*页面*.

..........

分子部分表示遍历用户评价过除了j之外所有的歌手并计算出j和这些歌手的差值，且加上用户对j的评分，最后将这个结果乘以同时评价过两位歌手的用户数。

In [28]:
class recommender:
    def __init__(self, data, k=1, metric='pearson', n=5):
        """ 初始化推荐模块
        data 训练数据
        k    K邻近算法中的值
        metric 使用何种距离计算方式
        n 推荐结果的数量
        """
        self.k = k
        self.n = n
        self.username2id = {}
        self.userid2name = {}
        self.productid2name = {}
        # 以下变量将用于 Slope One 算法
        self.frequencies = {}
        self.deviations = {}
        # 将距离计算方式保存下来
        self.metric = metric
        if self.metric == 'pearson':
            self.fn = self.pearson
        # 如果 data 是一个字典类型，则保存下来，否则忽略
        if type(data).__name__ == 'dict':
            self.data = data
        
    def computeDeviations(self):
        # 获取每位用户的评分数据
        for ratings in self.data.values():
            # 对于该用户的每个评分项（歌手、分数）
            for (item, rating) in ratings.items():
                self.frequencies.setdefault(item, {})
                self.deviations.setdefault(item, {})
                # 再次遍历该用户的每个评分项
                for (item2, rating2) in ratings.items():
                    if item != item2:
                        # 将评分的差异保存到变量中
                        self.frequencies[item].setdefault(item2, 0)
                        self.deviations[item].setdefault(item2, 0.0)
                        self.frequencies[item][item2] += 1
                        self.deviations[item][item2] += rating - rating2
                        
        for (item, ratings) in self.deviations.items():
            for item2 in ratings:
                ratings[item2] /= self.frequencies[item][item2]
      
    def slopeOneRecommendations(self, userRatings):
        recommendations = {}
        frequencies = {}
        # 遍历目标用户的评分项（歌手、分数）
        for (userItem, userRating) in userRatings.items():
            # 对目标用户未评价的歌手进行计算
            for (diffItem, diffRatings) in self.deviations.items():
                if diffItem not in userRatings and userItem in self.deviations[diffItem]:
                    freq = self.frequencies[diffItem][userItem]
                    recommendations.setdefault(diffItem, 0.0)

..........

(已存储的数据条目)
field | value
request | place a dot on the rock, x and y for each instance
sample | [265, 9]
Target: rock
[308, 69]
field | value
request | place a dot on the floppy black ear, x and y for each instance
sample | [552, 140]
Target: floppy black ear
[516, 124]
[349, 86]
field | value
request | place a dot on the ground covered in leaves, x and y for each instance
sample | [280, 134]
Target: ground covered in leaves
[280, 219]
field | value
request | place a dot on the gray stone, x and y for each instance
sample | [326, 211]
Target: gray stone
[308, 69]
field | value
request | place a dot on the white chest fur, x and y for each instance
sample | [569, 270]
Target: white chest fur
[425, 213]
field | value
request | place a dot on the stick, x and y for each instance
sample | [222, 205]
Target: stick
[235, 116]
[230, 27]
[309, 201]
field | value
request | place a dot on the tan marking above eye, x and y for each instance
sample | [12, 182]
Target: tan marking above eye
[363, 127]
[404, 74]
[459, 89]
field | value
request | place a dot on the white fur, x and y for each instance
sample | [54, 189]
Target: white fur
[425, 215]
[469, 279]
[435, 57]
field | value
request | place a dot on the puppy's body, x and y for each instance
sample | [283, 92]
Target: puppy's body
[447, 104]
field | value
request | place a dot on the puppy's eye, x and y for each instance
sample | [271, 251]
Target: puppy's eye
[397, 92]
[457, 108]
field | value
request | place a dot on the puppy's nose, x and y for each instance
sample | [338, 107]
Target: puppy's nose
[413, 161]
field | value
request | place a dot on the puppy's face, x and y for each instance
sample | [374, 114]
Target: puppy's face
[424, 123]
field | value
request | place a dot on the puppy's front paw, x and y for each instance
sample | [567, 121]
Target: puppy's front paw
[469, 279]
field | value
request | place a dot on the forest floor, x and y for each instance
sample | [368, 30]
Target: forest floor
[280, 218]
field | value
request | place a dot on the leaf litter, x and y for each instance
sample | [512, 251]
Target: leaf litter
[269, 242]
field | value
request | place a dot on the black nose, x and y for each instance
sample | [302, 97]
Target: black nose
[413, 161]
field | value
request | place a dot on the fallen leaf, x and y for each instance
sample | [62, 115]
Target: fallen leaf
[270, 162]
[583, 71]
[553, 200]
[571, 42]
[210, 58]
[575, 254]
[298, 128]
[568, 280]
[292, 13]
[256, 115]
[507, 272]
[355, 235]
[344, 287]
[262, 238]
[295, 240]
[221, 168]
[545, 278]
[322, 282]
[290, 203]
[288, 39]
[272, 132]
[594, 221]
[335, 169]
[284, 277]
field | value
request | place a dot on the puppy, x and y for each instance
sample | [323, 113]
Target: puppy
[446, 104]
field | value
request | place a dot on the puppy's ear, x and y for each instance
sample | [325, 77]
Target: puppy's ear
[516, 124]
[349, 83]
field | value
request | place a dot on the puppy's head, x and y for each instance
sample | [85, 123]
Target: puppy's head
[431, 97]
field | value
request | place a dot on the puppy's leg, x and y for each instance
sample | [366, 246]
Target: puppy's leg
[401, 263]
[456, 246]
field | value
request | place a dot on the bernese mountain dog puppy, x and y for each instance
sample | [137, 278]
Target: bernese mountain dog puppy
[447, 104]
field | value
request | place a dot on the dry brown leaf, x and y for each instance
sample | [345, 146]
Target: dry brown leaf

..........

*任务说明*.
1. 请从讲解 Slope One 算法的页面中，把从“for (item, ratings)”开始、一直到“recommendations.setdefault(diffItem, 0.0)”为止（包括这部分在内）的文字一字不差地誊写下来。
2. 在讲解 Slope One 算法的页面里，初始化推荐模块时的参数 n 表示什么？
3. 请紧接着讲解 Slope One 算法的页面最后一行代码，把后面的内容续写下去。

*练习答案*.
1.
for (item, ratings) in self.deviations.items():
            for item2 in ratings:
                ratings[item2] /= self.frequencies[item][item2]
      
    def slopeOneRecommendations(self, userRatings):
        recommendations = {}
        frequencies = {}
        # 遍历目标用户的评分项（歌手、分数）
        for (userItem, userRating) in userRatings.items():
            # 对目标用户未评价的歌手进行计算
            for (diffItem, diffRatings) in self.deviations.items():
                if diffItem not in userRatings and userItem in self.deviations[diffItem]:
                    freq = self.frequencies[diffItem][userItem]
                    recommendations.setdefault(diffItem, 0.0)

2. 参数 n 表示推荐结果的数量。

3.
                    frequencies.setdefault(diffItem, 0)
                    # 分子
                    recommendations[diffItem] += (diffRatings[userItem] + userRating) * freq
                    
                    # 分母
                    frequencies[diffItem] += freq
        recommendations = [(k, v / frequencies[k]) for (k, v) in recommendations.items()]
                    # 排序并返回
        recommendations.sort(key=lambda artistTuple: artistTuple[1], reverse=True)

        return recommendations
    
    def convertProductID2name(self, id):
        """通过产品 ID 获取名称"""
        if id in self.productid2name:
            return self.productid2name[id]
        else:
            return id
        
    def userRatings(self, id, n):
        """返回该用户评分最高的物品"""
        print ("Ratings for " + self.userid2name[id])
        ratings = self.data[id]
        print(len(ratings))
        ratings = list(ratings.items())
        ratings = [(self.convertProductID2name(k), v)for (k, v) in ratings]
        # 排序并返回结果
        ratings.sort(key=lambda artistTuple: artistTuple[1],reverse = True)
        ratings = ratings[:n]
        for rating in ratings:
            print("%s\t%i" % (rating[0], rating[1]))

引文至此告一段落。